* WORK TO BE COMPLETED:
What you give back must match the data exactly, minus the pictures.

###

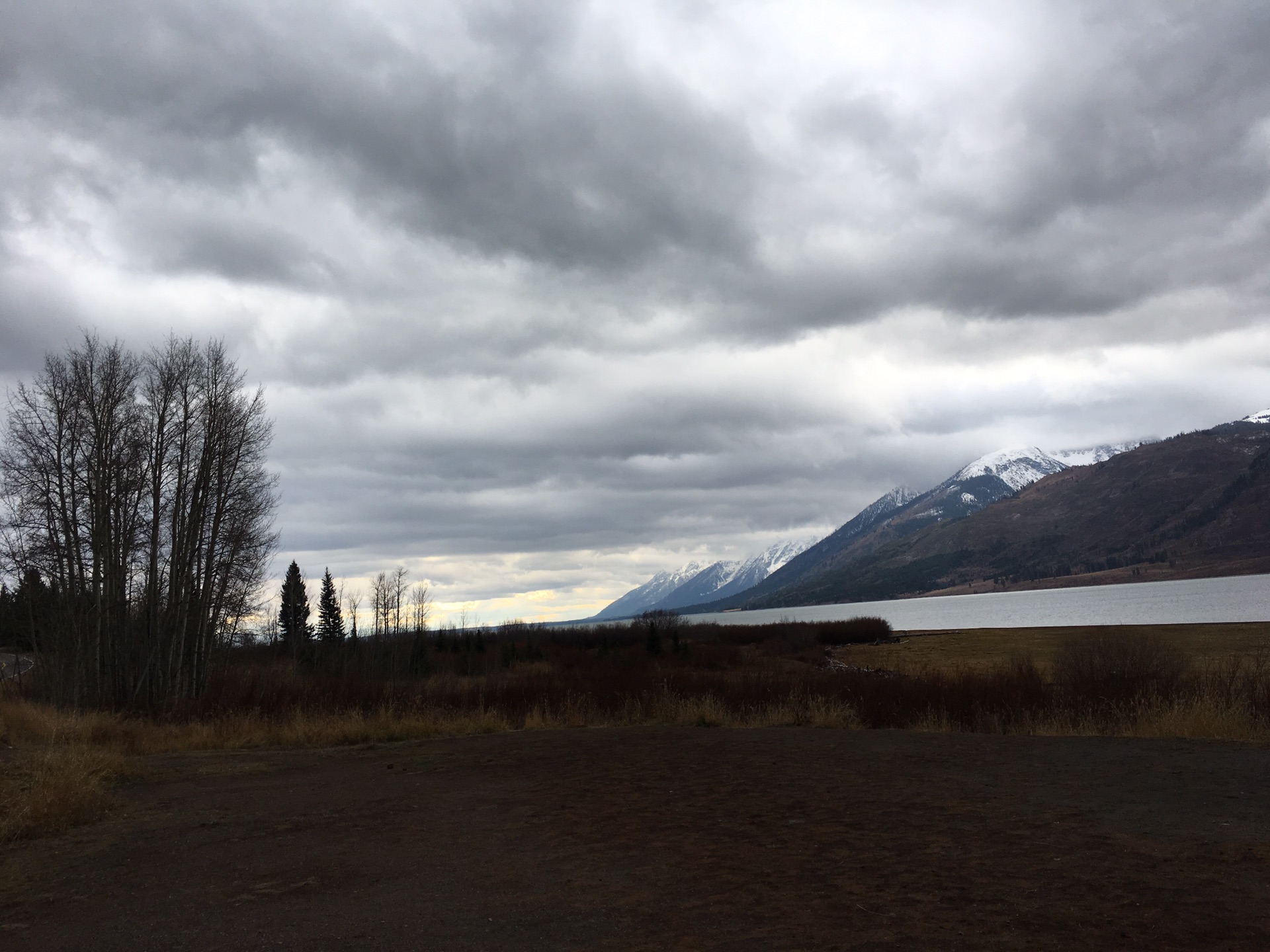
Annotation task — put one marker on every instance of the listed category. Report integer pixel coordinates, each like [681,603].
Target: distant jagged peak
[890,500]
[777,555]
[1015,466]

###

* ANSWER TO THIS EXERCISE:
Annotation task — put one marker on every instance of the listed category. Report integer pixel coordinates, each like [681,603].
Target: distant jagged peak
[890,500]
[777,555]
[1015,466]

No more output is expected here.